▶ [Work required]: Reproduce the records from their start through the line containing "xmin=191 ymin=134 xmax=217 ymax=163", replacing "input image" with "source image" and leaving everything else unchanged.

▶ [Input material]:
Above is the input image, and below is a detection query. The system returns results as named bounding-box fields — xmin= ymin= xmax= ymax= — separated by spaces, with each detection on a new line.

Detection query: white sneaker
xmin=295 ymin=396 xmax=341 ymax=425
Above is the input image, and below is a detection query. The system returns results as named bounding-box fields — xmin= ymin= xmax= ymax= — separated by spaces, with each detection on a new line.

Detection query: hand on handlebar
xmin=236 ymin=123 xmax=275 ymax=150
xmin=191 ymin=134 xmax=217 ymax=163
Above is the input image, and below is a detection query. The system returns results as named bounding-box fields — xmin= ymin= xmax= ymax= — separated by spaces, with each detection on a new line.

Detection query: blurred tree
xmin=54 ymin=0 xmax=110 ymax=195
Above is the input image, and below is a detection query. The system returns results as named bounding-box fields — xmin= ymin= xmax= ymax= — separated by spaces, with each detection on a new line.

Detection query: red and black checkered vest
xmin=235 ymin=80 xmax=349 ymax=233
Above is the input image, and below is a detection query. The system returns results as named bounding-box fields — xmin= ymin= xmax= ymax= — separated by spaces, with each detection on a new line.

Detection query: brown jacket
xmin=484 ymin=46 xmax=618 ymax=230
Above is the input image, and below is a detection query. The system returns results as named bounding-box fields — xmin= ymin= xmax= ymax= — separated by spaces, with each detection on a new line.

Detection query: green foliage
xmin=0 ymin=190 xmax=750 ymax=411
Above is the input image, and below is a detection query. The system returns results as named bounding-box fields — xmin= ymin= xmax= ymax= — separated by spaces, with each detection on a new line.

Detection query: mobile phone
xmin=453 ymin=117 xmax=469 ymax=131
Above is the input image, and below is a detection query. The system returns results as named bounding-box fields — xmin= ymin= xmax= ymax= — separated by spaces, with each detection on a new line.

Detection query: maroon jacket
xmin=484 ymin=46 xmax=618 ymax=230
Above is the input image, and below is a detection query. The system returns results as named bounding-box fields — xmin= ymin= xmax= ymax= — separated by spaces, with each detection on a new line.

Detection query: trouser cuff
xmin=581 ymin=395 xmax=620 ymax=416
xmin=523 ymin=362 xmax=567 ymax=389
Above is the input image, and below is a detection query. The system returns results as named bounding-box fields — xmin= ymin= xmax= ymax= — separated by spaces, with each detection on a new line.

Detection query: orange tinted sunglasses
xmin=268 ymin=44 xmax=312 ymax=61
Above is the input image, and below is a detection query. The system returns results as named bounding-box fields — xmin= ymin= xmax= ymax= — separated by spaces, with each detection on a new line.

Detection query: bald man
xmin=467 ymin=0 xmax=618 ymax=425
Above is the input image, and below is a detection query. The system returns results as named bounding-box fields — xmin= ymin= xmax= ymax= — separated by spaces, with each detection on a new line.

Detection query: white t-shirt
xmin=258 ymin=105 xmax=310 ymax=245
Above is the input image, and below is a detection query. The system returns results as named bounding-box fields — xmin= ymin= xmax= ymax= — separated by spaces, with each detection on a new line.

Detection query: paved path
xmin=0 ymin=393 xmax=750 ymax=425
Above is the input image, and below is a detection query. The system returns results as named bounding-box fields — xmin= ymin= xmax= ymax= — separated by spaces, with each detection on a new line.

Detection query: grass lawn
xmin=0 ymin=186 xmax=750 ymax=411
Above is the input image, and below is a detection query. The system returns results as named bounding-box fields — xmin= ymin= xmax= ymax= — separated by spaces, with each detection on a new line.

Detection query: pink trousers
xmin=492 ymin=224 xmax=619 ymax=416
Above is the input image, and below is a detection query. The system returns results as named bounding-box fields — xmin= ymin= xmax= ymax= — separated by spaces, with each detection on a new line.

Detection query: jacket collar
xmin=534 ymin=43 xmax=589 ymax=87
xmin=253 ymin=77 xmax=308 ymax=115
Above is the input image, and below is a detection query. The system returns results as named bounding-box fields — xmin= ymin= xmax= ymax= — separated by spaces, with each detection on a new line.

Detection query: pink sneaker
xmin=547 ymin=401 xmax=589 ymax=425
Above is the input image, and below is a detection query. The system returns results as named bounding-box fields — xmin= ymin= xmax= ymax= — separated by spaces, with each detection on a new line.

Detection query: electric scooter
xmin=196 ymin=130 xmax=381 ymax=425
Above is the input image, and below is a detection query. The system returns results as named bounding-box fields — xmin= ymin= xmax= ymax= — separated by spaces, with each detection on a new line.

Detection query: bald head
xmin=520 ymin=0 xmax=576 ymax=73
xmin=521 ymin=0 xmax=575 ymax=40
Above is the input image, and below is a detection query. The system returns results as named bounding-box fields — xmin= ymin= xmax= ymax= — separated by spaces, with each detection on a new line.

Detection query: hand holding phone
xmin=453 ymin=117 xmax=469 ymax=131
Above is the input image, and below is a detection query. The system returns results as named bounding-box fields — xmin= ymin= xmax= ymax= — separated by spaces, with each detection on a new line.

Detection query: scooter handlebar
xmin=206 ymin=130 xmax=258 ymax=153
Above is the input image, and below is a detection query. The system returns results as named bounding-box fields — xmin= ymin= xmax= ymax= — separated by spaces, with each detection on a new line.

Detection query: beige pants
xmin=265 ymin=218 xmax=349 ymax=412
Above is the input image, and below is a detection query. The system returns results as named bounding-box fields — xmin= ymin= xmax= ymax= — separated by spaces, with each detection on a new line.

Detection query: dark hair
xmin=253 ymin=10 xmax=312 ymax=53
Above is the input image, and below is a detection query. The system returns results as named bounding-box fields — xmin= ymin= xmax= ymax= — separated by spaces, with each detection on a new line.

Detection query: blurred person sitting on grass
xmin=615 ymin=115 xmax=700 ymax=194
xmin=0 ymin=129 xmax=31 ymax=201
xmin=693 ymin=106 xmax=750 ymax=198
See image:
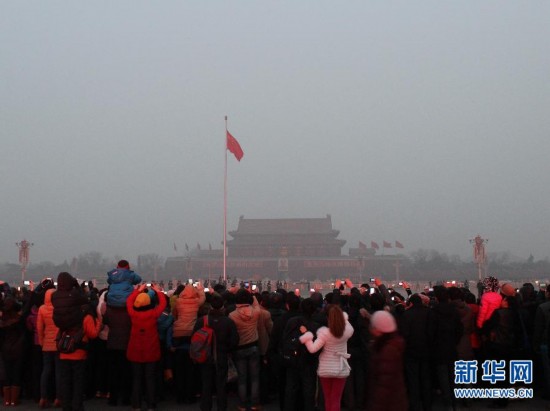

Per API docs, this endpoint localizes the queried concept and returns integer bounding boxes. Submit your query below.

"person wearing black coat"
[399,294,433,411]
[193,293,239,411]
[432,286,464,406]
[283,298,321,411]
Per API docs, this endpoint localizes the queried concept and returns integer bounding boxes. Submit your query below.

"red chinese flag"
[227,131,244,161]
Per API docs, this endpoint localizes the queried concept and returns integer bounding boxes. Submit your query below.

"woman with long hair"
[300,305,353,411]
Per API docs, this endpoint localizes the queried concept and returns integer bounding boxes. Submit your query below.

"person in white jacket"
[300,305,353,411]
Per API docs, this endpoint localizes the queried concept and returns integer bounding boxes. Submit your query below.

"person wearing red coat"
[126,285,166,410]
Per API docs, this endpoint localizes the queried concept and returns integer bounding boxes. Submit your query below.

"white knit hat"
[370,311,397,334]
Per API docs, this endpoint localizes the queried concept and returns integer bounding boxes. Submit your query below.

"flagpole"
[223,116,227,282]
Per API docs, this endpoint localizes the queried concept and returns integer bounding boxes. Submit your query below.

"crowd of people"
[0,260,550,411]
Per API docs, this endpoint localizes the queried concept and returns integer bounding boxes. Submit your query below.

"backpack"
[281,321,305,368]
[55,327,85,354]
[189,315,216,364]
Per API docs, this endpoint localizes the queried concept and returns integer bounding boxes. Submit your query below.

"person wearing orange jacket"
[126,284,167,410]
[56,273,102,411]
[36,288,61,408]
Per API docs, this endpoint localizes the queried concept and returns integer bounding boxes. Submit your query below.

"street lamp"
[470,234,489,281]
[15,240,34,284]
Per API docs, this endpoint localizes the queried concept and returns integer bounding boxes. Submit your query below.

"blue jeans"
[40,351,61,399]
[233,347,260,407]
[540,344,550,394]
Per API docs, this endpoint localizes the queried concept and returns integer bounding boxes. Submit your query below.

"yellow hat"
[134,293,151,308]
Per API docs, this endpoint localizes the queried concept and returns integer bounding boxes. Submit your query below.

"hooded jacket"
[172,285,206,337]
[300,313,353,378]
[126,290,166,363]
[36,288,59,351]
[367,333,409,411]
[476,291,502,328]
[107,268,141,307]
[51,273,88,330]
[451,300,475,360]
[229,297,261,347]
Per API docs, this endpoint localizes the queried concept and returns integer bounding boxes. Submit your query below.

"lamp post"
[470,234,489,281]
[15,240,34,284]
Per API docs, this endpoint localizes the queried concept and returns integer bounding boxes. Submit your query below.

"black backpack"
[281,319,306,368]
[55,327,86,354]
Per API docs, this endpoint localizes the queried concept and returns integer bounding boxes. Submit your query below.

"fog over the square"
[0,1,550,262]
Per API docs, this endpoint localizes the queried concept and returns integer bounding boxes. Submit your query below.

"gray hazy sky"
[0,0,550,262]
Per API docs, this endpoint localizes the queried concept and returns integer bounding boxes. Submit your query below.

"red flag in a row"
[226,131,244,161]
[368,241,405,250]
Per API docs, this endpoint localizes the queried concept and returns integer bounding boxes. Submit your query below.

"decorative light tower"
[470,234,489,281]
[15,240,34,283]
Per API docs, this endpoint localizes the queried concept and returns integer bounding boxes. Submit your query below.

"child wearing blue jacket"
[107,260,141,307]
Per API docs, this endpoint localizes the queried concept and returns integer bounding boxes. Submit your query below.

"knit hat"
[418,294,430,305]
[134,293,151,308]
[370,311,397,334]
[500,283,516,297]
[483,277,498,292]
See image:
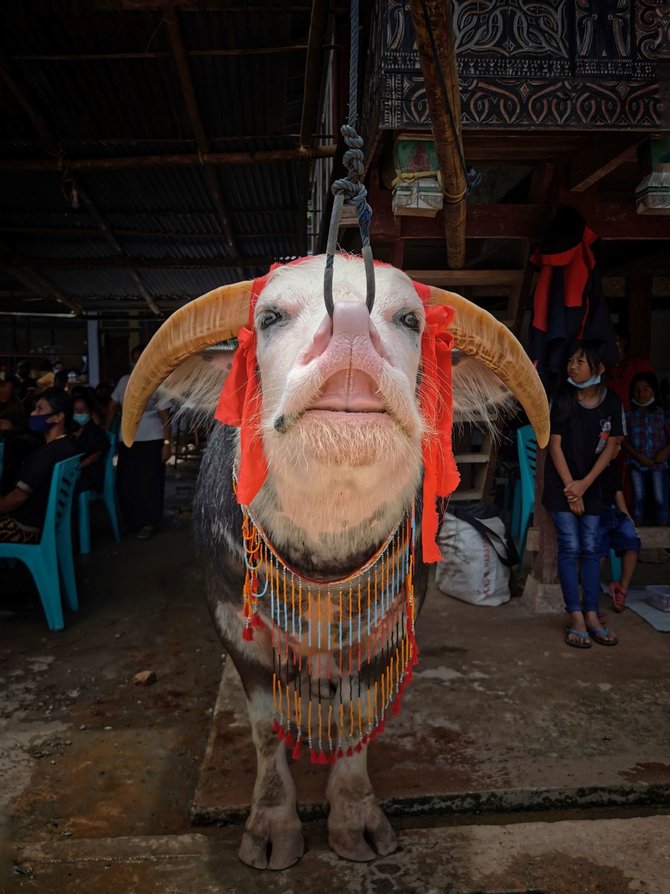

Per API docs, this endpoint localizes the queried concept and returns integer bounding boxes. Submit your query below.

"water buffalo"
[123,256,548,869]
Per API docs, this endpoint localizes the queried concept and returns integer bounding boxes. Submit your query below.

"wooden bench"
[526,525,670,553]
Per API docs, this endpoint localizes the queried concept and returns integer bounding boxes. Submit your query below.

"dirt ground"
[0,465,670,894]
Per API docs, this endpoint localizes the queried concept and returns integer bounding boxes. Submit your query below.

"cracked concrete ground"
[0,467,670,894]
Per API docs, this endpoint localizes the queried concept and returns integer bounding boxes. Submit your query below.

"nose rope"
[323,0,375,317]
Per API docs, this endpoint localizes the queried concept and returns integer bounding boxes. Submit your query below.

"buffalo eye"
[398,310,421,332]
[256,310,282,332]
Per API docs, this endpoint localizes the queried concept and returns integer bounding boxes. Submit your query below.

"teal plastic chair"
[512,425,537,562]
[0,456,79,630]
[512,425,621,581]
[78,432,121,556]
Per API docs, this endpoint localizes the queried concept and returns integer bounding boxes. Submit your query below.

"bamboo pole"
[410,0,467,270]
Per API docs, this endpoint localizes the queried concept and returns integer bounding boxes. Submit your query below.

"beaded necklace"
[241,496,418,764]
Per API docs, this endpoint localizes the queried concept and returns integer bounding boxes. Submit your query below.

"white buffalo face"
[254,257,425,512]
[122,248,549,552]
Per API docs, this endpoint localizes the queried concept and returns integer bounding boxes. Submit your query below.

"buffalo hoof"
[238,823,305,869]
[328,802,398,863]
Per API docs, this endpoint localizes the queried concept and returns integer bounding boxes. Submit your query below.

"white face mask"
[568,375,600,388]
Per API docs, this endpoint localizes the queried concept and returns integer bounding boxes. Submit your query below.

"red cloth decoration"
[530,225,598,332]
[414,282,460,562]
[214,259,460,562]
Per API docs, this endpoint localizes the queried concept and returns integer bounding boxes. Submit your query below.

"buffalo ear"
[121,280,253,446]
[451,351,516,427]
[159,346,235,421]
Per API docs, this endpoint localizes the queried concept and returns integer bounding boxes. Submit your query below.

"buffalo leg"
[326,747,398,862]
[238,690,304,869]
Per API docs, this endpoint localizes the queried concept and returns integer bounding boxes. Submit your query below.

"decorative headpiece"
[215,261,460,562]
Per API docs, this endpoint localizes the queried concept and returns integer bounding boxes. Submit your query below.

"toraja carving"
[364,0,670,130]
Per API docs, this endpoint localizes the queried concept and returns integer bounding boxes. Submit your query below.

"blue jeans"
[551,512,600,612]
[628,466,670,525]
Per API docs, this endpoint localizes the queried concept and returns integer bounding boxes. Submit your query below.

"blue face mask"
[28,413,56,435]
[568,375,600,388]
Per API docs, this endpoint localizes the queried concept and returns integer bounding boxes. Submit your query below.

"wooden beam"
[5,255,275,270]
[569,134,644,192]
[0,65,160,314]
[7,43,307,62]
[0,143,337,172]
[300,0,328,149]
[626,270,652,357]
[409,0,468,269]
[405,270,523,289]
[557,187,670,241]
[3,267,84,316]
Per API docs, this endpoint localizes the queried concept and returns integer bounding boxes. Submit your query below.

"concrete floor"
[0,464,670,894]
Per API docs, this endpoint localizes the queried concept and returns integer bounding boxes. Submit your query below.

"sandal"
[610,580,628,613]
[564,627,591,649]
[587,627,619,646]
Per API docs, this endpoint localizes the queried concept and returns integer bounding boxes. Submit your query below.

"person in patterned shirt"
[624,372,670,525]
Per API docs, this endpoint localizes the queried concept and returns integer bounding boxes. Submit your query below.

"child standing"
[624,372,670,525]
[542,341,623,649]
[600,458,641,612]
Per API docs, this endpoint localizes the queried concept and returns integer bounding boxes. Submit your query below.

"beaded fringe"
[242,506,418,764]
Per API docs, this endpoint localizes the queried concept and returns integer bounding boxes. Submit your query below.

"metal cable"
[323,0,375,317]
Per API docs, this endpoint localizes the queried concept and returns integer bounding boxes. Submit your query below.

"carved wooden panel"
[363,0,670,130]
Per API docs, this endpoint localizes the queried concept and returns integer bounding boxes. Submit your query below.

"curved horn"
[121,280,253,447]
[430,286,549,447]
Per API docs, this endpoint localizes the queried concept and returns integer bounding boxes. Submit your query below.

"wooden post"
[626,270,653,357]
[410,0,468,270]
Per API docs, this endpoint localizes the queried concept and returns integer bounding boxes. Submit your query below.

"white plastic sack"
[435,513,511,605]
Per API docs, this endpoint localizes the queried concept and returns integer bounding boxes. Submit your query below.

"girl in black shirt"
[542,341,623,649]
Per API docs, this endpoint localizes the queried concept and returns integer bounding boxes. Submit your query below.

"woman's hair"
[552,339,605,423]
[70,385,100,416]
[36,388,72,431]
[628,372,660,406]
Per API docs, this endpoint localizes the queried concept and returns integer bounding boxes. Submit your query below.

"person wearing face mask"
[0,388,76,543]
[72,389,107,493]
[105,345,171,540]
[542,341,624,649]
[623,372,670,525]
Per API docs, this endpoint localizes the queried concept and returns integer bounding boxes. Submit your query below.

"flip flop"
[564,627,591,649]
[587,627,619,646]
[610,580,627,613]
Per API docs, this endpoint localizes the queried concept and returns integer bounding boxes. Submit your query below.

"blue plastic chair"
[79,432,121,556]
[0,456,79,630]
[512,425,537,562]
[512,425,621,581]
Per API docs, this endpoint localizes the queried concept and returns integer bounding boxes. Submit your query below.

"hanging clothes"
[529,208,617,391]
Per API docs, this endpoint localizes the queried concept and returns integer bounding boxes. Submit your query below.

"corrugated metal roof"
[0,0,330,310]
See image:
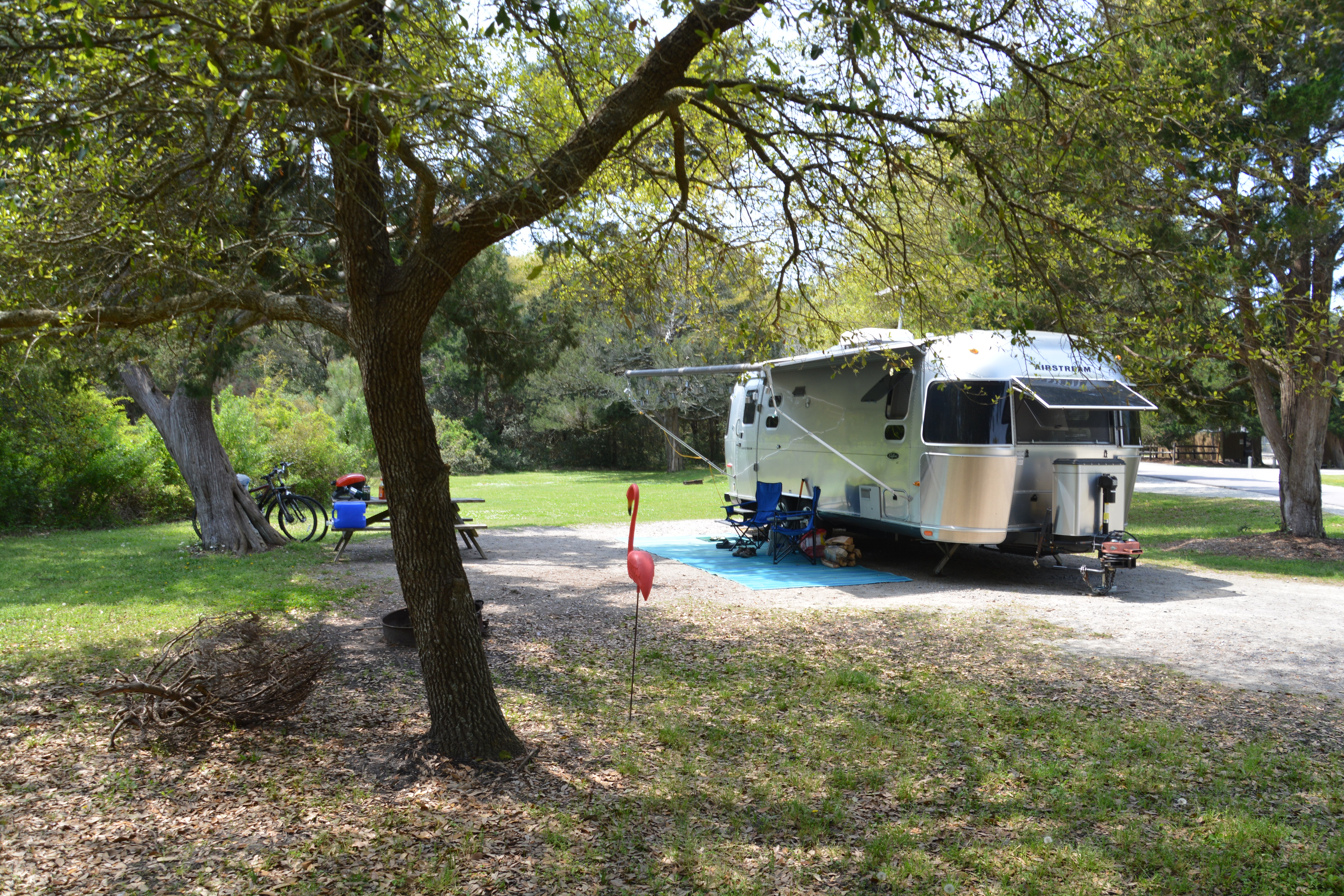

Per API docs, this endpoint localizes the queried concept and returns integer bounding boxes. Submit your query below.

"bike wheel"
[298,494,327,541]
[261,497,285,529]
[280,496,327,541]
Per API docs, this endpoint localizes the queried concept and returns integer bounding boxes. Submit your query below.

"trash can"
[332,501,368,529]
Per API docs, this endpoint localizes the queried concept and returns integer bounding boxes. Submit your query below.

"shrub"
[434,411,491,476]
[0,380,191,527]
[215,377,362,500]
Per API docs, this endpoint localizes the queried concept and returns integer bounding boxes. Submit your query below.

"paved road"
[1134,462,1344,516]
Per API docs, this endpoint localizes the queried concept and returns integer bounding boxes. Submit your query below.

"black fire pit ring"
[383,607,415,648]
[383,601,491,648]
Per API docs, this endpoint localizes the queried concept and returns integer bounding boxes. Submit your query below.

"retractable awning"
[1012,376,1157,411]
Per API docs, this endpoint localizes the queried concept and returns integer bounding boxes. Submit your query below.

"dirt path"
[323,521,1344,696]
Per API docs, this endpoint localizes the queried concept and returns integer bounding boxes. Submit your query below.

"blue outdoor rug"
[634,537,910,591]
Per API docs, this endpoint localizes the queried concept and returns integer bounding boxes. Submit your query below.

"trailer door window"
[1120,411,1144,445]
[923,380,1012,445]
[1012,391,1113,445]
[887,371,915,420]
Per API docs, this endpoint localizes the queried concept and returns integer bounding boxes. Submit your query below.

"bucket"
[332,501,368,529]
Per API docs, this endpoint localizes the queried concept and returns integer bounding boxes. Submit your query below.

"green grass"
[452,469,727,529]
[0,523,337,672]
[1125,492,1344,579]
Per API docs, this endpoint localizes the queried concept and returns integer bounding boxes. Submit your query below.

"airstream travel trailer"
[626,329,1156,583]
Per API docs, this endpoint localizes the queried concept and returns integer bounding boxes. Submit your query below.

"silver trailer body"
[704,330,1154,552]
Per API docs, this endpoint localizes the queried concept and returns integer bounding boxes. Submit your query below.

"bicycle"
[191,461,328,541]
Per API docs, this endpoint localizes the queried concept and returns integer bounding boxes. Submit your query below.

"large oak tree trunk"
[351,321,523,760]
[1247,360,1331,539]
[121,364,288,555]
[312,0,759,760]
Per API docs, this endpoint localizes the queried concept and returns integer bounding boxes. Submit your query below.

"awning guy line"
[625,390,727,476]
[625,364,762,376]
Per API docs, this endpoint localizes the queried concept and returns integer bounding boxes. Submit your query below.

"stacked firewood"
[821,535,863,570]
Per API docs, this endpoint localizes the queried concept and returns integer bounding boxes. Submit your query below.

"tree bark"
[1246,357,1331,539]
[663,407,685,473]
[351,316,523,760]
[308,0,759,760]
[121,364,288,556]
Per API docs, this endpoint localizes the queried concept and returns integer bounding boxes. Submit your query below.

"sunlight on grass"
[0,523,336,677]
[1126,492,1344,579]
[450,469,727,529]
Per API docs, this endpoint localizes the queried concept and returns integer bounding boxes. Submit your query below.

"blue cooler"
[332,501,368,529]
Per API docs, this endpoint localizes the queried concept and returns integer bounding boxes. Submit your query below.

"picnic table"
[332,498,491,563]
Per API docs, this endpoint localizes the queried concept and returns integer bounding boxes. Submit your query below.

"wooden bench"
[332,513,491,563]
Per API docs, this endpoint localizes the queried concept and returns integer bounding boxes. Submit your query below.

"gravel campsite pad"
[0,524,1344,895]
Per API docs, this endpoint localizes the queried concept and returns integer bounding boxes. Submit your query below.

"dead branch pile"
[95,613,332,744]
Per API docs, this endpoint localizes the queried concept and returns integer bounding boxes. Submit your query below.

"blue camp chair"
[719,482,784,547]
[770,488,821,566]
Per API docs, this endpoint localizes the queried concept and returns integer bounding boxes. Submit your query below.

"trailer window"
[1012,392,1113,445]
[887,371,915,420]
[923,380,1012,445]
[1120,411,1144,445]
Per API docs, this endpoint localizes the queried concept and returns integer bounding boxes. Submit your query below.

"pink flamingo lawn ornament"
[625,482,653,721]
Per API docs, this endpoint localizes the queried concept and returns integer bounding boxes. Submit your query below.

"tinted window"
[887,371,915,420]
[1120,411,1144,445]
[923,381,1012,445]
[1012,392,1114,445]
[1017,376,1149,408]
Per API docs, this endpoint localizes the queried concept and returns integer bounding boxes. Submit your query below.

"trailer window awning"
[1012,376,1157,411]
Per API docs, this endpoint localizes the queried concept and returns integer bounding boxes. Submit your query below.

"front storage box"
[1055,458,1125,539]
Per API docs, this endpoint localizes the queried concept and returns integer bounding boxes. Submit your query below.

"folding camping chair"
[719,482,784,548]
[770,488,821,566]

▶ [Exercise result]:
Above is the source image, and below is a detection query. The system returns results as named bounding-box fields — xmin= ymin= xmax= ymax= — separated by spaces, with each detection on a new line.

Detection query: white sneaker
xmin=295 ymin=396 xmax=341 ymax=425
Above is the source image, and below is a detection query. The system returns results as named bounding-box fields — xmin= ymin= xmax= ymax= — separated by spaces, with each detection on a new line.

Detection query: hand on handlebar
xmin=236 ymin=123 xmax=275 ymax=150
xmin=191 ymin=134 xmax=217 ymax=163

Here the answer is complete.